===== INPUT RECORDS

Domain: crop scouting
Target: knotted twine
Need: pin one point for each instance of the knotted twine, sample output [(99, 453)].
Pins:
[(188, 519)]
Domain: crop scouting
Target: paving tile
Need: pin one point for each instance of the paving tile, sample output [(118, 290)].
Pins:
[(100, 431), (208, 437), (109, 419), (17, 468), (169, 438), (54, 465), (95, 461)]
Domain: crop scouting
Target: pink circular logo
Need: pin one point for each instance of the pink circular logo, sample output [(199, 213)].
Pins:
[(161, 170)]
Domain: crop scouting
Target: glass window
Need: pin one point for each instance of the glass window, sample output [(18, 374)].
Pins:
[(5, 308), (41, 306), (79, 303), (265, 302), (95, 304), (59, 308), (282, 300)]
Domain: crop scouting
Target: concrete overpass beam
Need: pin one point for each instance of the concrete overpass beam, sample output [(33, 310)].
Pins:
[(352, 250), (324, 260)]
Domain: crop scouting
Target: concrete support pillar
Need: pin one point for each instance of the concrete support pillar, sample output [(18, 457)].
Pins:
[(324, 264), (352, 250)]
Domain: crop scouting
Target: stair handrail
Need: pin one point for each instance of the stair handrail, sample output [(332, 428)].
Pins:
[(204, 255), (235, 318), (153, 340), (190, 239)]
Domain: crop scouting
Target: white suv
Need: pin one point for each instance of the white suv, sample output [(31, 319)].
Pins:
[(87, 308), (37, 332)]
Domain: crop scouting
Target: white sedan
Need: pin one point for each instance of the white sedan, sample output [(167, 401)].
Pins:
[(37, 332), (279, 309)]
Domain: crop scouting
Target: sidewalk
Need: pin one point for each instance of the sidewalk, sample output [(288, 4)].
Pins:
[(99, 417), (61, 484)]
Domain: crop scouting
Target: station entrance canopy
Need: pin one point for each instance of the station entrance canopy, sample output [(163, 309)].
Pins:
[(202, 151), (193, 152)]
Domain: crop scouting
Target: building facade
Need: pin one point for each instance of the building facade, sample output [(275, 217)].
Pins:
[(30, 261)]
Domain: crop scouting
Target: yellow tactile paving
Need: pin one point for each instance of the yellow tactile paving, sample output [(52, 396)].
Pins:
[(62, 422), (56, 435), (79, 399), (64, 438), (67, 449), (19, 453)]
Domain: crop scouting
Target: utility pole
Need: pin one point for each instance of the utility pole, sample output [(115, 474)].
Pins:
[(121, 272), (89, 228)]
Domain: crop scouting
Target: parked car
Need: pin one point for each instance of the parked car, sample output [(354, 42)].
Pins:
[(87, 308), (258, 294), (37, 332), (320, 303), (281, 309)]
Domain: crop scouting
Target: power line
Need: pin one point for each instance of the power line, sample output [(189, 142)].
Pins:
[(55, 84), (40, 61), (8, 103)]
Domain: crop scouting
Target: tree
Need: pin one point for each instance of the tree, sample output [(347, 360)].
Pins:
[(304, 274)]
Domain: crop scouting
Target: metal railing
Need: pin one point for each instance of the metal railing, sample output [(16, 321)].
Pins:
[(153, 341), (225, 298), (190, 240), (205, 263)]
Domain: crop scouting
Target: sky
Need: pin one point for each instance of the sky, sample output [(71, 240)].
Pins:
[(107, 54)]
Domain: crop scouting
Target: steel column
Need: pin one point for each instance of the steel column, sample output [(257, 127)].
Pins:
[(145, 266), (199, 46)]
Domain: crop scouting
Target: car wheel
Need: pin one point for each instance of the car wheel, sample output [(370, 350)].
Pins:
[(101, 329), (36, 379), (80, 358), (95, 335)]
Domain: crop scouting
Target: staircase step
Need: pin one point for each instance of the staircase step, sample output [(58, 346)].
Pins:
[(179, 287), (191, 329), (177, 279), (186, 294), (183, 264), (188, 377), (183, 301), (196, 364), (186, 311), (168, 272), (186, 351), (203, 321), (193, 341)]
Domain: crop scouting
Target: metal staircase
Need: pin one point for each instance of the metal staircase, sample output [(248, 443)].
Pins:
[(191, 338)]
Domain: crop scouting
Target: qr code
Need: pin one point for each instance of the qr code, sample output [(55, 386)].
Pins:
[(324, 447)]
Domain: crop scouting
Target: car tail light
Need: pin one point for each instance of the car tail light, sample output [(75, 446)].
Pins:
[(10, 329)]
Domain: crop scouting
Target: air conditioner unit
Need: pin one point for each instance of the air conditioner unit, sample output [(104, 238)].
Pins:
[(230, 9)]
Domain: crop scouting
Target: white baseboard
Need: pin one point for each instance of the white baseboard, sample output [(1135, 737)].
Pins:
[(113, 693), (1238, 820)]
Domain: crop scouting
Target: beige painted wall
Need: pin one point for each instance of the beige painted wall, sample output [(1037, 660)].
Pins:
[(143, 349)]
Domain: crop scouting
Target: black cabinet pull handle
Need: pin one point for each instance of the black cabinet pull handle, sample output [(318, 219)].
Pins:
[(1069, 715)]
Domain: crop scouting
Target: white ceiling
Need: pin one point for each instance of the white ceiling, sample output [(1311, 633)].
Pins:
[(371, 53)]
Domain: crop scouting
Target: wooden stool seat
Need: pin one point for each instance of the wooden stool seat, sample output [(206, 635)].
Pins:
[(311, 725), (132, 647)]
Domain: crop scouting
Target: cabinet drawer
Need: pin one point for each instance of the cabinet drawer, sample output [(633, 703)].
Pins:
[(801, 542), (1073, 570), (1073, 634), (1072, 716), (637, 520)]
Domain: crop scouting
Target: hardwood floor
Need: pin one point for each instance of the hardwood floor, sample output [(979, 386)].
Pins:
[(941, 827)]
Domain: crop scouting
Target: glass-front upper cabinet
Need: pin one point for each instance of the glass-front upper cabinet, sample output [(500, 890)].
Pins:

==========

EXERCISE REQUIREMENTS =
Restate the data above exactly, keeping each word as it stands.

WRITTEN RESPONSE =
Domain: crop scouting
Target: knotted twine
Need: pin one point for each instance of the knotted twine, sample output [(99, 453)].
Pins:
[(188, 519)]
Domain: crop scouting
Target: paving tile
Need: pin one point for each instance of the paving tile, sample output [(118, 290)].
Pins:
[(100, 431), (208, 437), (109, 419), (17, 468), (169, 438), (54, 465), (95, 461)]
Domain: crop scouting
Target: pink circular logo
Need: pin one point for each instance of the pink circular logo, sample output [(199, 213)].
Pins:
[(161, 170)]
Domain: crop scouting
Target: glass window
Need: pin one point for each instance of the glass window, sample output [(18, 374)].
Pins:
[(5, 308), (41, 306), (79, 303), (265, 302), (95, 304), (59, 308), (282, 300)]
Domain: crop scouting
Target: concrete overpass beam
Need: pin one point for each instance of the concrete overpass beam, sample output [(33, 310)].
Pins:
[(352, 250), (324, 260)]
Domain: crop scouting
Target: concrete support pillar
Need: pin one point for each instance of the concrete support pillar, sample output [(18, 457)].
Pins:
[(324, 264), (352, 250)]
Domain: crop scouting
Target: stair handrail
Need: pin one point for each instance of the stair handrail, sample output [(332, 428)].
Pins:
[(204, 255), (235, 318), (153, 340), (190, 239)]
Domain: crop scouting
Target: white suv
Need: pin one point for each instance of the white suv, sample output [(31, 319)].
Pins:
[(87, 308), (37, 332)]
Domain: crop scouting
Target: white sedan
Need: pin one point for each instance of the white sedan, sample output [(167, 401)].
Pins:
[(37, 332), (279, 309)]
Domain: crop scouting
Target: sidewalk
Need: pin one point for each instance of the sidewalk, sample output [(288, 4)].
Pins:
[(99, 417), (61, 484)]
Domain: crop scouting
Target: station entrance canopy
Need: pin one point for each instance of the station entrance canopy, sample output [(163, 309)].
Pins:
[(202, 151), (193, 152)]
Domain: crop scouting
Target: building facade
Need: pin one point for each instance of the building facade, sample output [(275, 217)].
Pins:
[(30, 261)]
Domain: crop scouting
Target: yellow tactile paving
Need: pin one point for each instance of the yellow tactile paving, sample output [(52, 396)].
Pins:
[(62, 422), (56, 435), (79, 399), (64, 438), (67, 449), (19, 453)]
Domain: crop scouting
Target: utility pole
Need: pin one point for each instance of the utility pole, sample output [(115, 474)].
Pins:
[(121, 272), (89, 228)]
Domain: crop scouting
Target: parked car
Need: pin one point for each instance of the parked car, sample output [(354, 42)].
Pins:
[(87, 308), (258, 294), (37, 332), (320, 303), (281, 309)]
Domain: crop scouting
Target: power line
Need: pin one point for each instance of the power line, sample output [(189, 142)].
Pins:
[(55, 84), (40, 61), (8, 103)]
Domain: crop scouting
Target: tree
Need: pin one point for each instance of the tree, sample output [(347, 360)].
Pins:
[(304, 274)]
Domain: crop scouting
Target: metal railing
Need: pin one point for each instance of the metal railing, sample output [(16, 321)].
Pins:
[(153, 341), (225, 298), (190, 240), (205, 263)]
Domain: crop scouting
Target: sky
Need: pin one point for each instance of the sky, sample output [(71, 240)].
Pins:
[(107, 54)]
Domain: crop scouting
Target: steel column
Need: pin one point for each instance of the steel column, sample output [(257, 127)].
Pins:
[(145, 266), (199, 46)]
Domain: crop scouting
Target: car wheel
Need: pin one point for each instance of the car wheel, sample output [(370, 350)].
Pins:
[(101, 329), (36, 379), (80, 358), (95, 335)]
Domain: crop scouting
Target: staircase step
Need: pin one point for each instance of the staircase step, sample output [(58, 346)].
Pins:
[(179, 287), (191, 329), (177, 279), (186, 294), (183, 264), (188, 377), (183, 301), (196, 364), (186, 311), (168, 272), (186, 351), (203, 321), (193, 341)]
Domain: crop scouting
Target: metal staircase
Need: pin one point for each instance of the metal staircase, sample output [(248, 443)].
Pins:
[(191, 338)]
Domain: crop scouting
Target: qr code
Need: pin one point for each instance of the qr code, sample output [(55, 386)].
Pins:
[(324, 447)]
Domain: crop scouting
Target: car tail light
Need: pin one point for each instance of the car tail light, sample output [(75, 446)].
Pins:
[(10, 329)]
Domain: crop scouting
Target: air conditioner unit
Need: pin one point for each instance of the air conditioner unit, sample output [(104, 238)].
Pins:
[(230, 9)]
Domain: crop scouting
Target: white baseboard
Need: pin one point for each instance of the white baseboard, sample output [(1135, 737)].
Pins:
[(113, 693), (1238, 820)]
Domain: crop scouting
Target: beige painted wall
Need: pin one point for each instance of the beige painted wall, sample output [(1037, 660)].
Pins:
[(143, 349)]
Domain: crop scouting
Target: black cabinet pull handle
Need: pin one point for each instance of the black cabinet pull handle, sample output [(318, 219)].
Pins:
[(1069, 715)]
Domain: crop scouting
Target: white ceiling
Need: pin one point for each instance of the white ceiling, sample output [(1311, 633)].
Pins:
[(371, 53)]
Domain: crop scouting
Target: wooden stool seat
Need: pin one point for each instance of the wooden stool seat, sample output [(206, 635)].
Pins:
[(311, 725), (132, 647)]
Domain: crop scouting
Target: cabinet drawer
Need: pin one point for each instance of the cabinet drawer, sample output [(633, 703)].
Pins:
[(801, 542), (1073, 570), (1073, 634), (1072, 716), (637, 520)]
Domain: crop scouting
Target: hardwood floor
Need: pin one point for each instance of the hardwood floor, sample output [(979, 386)].
Pins:
[(941, 827)]
Domain: crop scouting
Target: glass-front upper cabinet
Need: pin one point for each instance of the glass-front upper cabinet, sample output [(500, 890)].
Pins:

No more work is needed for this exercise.